**WHAT NEEDS TO BE DONE:** Report each line of the records below that contains the word "building".

[Entries from a point annotation set]

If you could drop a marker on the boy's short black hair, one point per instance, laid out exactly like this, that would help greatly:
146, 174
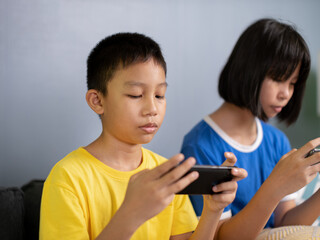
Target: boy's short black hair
119, 50
266, 48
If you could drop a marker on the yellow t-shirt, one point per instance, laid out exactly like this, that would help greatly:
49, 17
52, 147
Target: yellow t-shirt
81, 194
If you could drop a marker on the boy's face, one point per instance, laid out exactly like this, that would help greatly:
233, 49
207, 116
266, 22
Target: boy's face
135, 104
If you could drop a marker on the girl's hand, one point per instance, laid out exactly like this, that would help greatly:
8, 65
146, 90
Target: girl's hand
294, 171
225, 192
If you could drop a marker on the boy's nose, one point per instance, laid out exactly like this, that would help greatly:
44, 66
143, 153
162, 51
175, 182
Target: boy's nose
150, 108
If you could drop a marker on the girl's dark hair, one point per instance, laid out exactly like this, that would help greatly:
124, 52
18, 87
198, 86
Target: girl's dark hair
266, 48
119, 50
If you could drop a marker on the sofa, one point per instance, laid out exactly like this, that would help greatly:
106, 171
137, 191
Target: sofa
20, 211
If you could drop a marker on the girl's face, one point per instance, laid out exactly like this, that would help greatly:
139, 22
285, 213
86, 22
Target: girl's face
274, 96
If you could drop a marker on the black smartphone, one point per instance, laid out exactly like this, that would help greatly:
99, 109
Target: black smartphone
209, 176
316, 149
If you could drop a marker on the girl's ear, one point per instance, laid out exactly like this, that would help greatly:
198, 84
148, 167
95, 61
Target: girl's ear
95, 101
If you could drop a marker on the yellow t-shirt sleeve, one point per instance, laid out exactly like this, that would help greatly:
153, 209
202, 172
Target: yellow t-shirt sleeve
61, 215
184, 219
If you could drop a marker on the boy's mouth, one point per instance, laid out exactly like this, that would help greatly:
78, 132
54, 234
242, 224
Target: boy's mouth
149, 128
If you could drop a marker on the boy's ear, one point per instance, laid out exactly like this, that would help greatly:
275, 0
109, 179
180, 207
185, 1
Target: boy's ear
94, 100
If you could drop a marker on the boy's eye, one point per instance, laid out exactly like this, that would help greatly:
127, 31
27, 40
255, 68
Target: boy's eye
134, 96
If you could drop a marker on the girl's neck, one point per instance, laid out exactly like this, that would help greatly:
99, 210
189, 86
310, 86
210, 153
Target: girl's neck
238, 123
116, 154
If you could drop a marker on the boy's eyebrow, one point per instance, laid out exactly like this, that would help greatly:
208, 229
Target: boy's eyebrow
140, 84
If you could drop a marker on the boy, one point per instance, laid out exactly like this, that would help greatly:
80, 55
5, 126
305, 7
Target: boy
106, 190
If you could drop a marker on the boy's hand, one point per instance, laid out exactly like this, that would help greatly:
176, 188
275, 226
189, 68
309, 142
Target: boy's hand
150, 191
294, 171
227, 190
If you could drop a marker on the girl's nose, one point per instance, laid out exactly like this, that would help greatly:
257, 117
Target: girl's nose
285, 91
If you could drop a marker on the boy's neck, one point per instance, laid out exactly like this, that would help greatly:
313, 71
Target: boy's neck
238, 123
116, 154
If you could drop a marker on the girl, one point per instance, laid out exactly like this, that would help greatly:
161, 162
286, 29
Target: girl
264, 77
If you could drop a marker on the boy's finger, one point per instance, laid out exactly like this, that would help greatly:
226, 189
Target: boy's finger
230, 159
230, 186
183, 182
165, 167
176, 173
239, 173
314, 158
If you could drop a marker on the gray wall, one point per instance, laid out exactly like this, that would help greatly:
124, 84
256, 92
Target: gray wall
43, 50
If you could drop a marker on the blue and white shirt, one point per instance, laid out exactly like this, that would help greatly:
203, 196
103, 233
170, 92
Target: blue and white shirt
207, 142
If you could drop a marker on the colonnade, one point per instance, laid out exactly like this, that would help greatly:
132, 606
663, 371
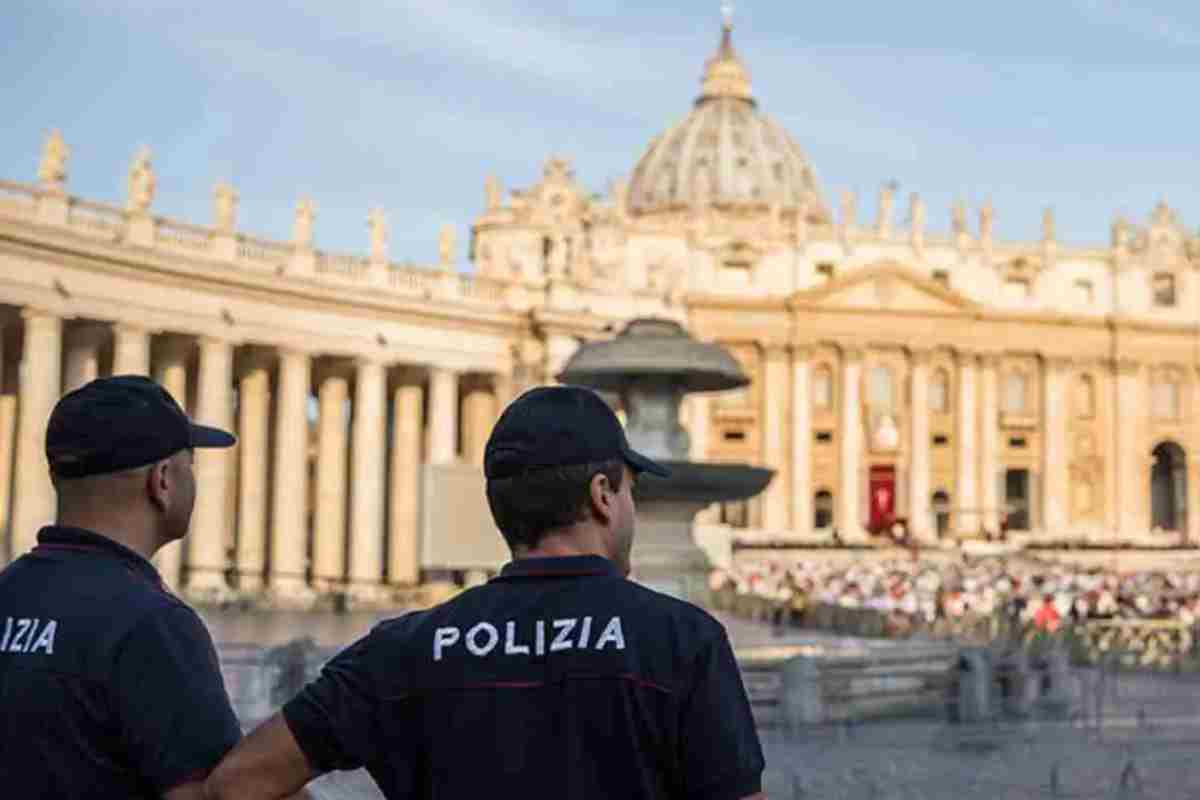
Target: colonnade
322, 491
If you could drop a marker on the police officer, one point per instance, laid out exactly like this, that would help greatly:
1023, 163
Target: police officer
109, 685
557, 679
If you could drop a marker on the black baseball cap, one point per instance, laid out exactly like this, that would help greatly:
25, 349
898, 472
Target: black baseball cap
559, 426
121, 422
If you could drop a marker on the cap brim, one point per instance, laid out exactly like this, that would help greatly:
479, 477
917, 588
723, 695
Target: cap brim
205, 437
640, 463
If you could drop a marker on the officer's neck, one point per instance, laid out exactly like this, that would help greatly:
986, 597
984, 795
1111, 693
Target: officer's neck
142, 539
574, 541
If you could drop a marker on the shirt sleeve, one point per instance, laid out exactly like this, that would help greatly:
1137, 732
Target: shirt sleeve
333, 717
721, 756
175, 716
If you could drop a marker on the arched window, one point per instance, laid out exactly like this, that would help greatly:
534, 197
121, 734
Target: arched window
822, 510
822, 388
1085, 397
940, 392
880, 390
1017, 388
941, 507
1167, 398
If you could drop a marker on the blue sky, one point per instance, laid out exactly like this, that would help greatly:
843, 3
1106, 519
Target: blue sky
1089, 106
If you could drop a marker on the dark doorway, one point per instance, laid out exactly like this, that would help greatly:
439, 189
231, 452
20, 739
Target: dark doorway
941, 509
1169, 487
1017, 499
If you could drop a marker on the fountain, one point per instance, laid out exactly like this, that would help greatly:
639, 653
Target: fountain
652, 364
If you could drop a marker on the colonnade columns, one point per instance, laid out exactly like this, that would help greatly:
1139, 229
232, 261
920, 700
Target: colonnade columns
367, 495
253, 465
207, 543
802, 440
329, 527
171, 372
7, 443
989, 441
289, 512
403, 534
918, 447
1131, 485
81, 348
775, 505
1054, 446
443, 415
966, 480
131, 350
849, 521
479, 410
40, 382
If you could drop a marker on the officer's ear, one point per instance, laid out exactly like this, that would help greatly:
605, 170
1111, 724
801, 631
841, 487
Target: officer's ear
159, 485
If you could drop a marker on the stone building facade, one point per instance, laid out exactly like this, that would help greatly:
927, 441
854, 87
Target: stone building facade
957, 382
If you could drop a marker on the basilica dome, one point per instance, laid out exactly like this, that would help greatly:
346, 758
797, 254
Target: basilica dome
726, 152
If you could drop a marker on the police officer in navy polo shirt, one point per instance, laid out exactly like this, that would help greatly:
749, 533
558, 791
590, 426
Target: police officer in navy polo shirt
557, 679
109, 685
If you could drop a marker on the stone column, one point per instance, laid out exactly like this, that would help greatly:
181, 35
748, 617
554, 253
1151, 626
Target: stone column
967, 425
7, 444
82, 354
253, 468
34, 503
210, 523
367, 493
479, 413
849, 521
802, 440
1054, 446
1132, 486
443, 415
989, 441
918, 447
403, 549
131, 350
333, 432
171, 372
289, 503
775, 505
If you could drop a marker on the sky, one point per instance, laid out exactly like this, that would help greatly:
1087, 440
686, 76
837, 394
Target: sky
1086, 106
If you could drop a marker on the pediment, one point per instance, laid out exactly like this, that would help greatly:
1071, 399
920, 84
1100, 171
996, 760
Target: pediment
885, 288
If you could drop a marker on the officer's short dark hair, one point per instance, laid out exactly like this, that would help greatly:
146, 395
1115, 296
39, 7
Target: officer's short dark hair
529, 505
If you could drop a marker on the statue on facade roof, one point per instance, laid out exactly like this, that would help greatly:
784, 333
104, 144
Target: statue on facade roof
447, 246
301, 229
142, 181
53, 168
377, 223
225, 204
493, 192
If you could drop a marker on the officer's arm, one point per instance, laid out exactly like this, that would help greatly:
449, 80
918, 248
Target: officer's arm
721, 756
265, 765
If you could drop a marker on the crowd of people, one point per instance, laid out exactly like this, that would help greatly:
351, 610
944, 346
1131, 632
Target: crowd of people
918, 593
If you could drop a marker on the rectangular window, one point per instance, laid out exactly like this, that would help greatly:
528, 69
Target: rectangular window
1085, 294
1164, 289
1017, 289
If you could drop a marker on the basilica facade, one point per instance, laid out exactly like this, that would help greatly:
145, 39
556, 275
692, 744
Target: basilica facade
953, 383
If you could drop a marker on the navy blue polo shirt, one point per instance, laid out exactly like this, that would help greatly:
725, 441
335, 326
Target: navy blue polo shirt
109, 685
557, 679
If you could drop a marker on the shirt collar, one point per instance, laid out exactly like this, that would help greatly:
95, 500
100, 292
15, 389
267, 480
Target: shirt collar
63, 537
558, 566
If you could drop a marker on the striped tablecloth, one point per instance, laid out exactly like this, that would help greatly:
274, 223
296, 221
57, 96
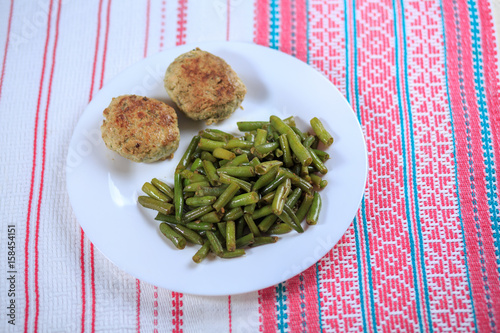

**SOLUTION:**
If you could drop a marker on the stone building facade, one point per instance, laid out exactly like this, that would help greatly:
Target: stone building facade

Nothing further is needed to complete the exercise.